§ Exercise description:
Could you copy out word for word every line from the one containing "Locate every instance of the roller" down to the last line below, both included?

§ Records provided:

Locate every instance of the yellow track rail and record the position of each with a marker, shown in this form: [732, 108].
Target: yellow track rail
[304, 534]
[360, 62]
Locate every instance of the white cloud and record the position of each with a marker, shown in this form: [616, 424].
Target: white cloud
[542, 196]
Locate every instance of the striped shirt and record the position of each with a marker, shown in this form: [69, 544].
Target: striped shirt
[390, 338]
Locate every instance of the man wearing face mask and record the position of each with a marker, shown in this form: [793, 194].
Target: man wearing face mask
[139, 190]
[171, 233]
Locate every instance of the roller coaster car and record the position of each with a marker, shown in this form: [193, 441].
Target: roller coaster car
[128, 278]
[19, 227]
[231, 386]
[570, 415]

§ Output of the exercise:
Locate every instance of the roller coaster car and record the position of each with a marker, shown in this form: [193, 441].
Target: roller coaster car
[128, 278]
[19, 227]
[231, 386]
[570, 415]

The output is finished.